▸ **Text block**
▽

By John Anderson
Melvin Van Peebles, balancing an unlit cigar between his fingers, is recalling the initial 1971 release of Sweet Sweetback's Baadasssss Song—in two theaters in the entire country. Suddenly he excuses himself and leaves the room. A few seconds later he returns wearing a pinstriped jacket and vest.
"This is the suit I won off the Goldberg twins," he says, referring to Manny and Mort Goldberg, the Detroit theater owners who agreed to book his now-landmark movie, but only if they could include it on a multi-picture bill. "I wouldn't do it," the director says. "I wanted it to play alone and I knew it would work. I said, 'If it doesn't work, I'll buy you a suit.' They said, 'But there's two of us,' and I said, 'OK. And if I win, you give me two suits.'
Somewhere in Van Peebles' apartment on the West Side of Manhattan, there's another pinstriped suit. Sweetback's broke all the records at the Goldbergs' theater, on the strength of its title alone. Powered largely by word of mouth in the African-American community, it went on to make more than $4 million at the box office, in 1971 dollars.

△

▸ **Stated goal 1**
Please return the passage from the Melvin Van Peebles article above, starting at "By John Anderson" and ending at "jacket and vest.", without changing anything.
▸ **Stated goal 2**
According to the Melvin Van Peebles article above, how much did Sweet Sweetback's Baadasssss Song make at the box office?

▸ **Dataset extract**
▽

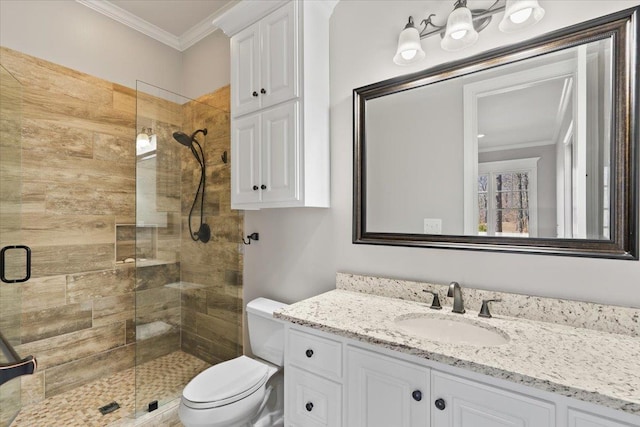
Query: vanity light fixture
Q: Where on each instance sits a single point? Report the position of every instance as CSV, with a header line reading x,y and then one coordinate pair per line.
x,y
463,26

△

▸ **Written solution 1**
By John Anderson
Melvin Van Peebles, balancing an unlit cigar between his fingers, is recalling the initial 1971 release of Sweet Sweetback's Baadasssss Song—in two theaters in the entire country. Suddenly he excuses himself and leaves the room. A few seconds later he returns wearing a pinstriped jacket and vest.

▸ **Written solution 2**
More than $4 million, in 1971 dollars.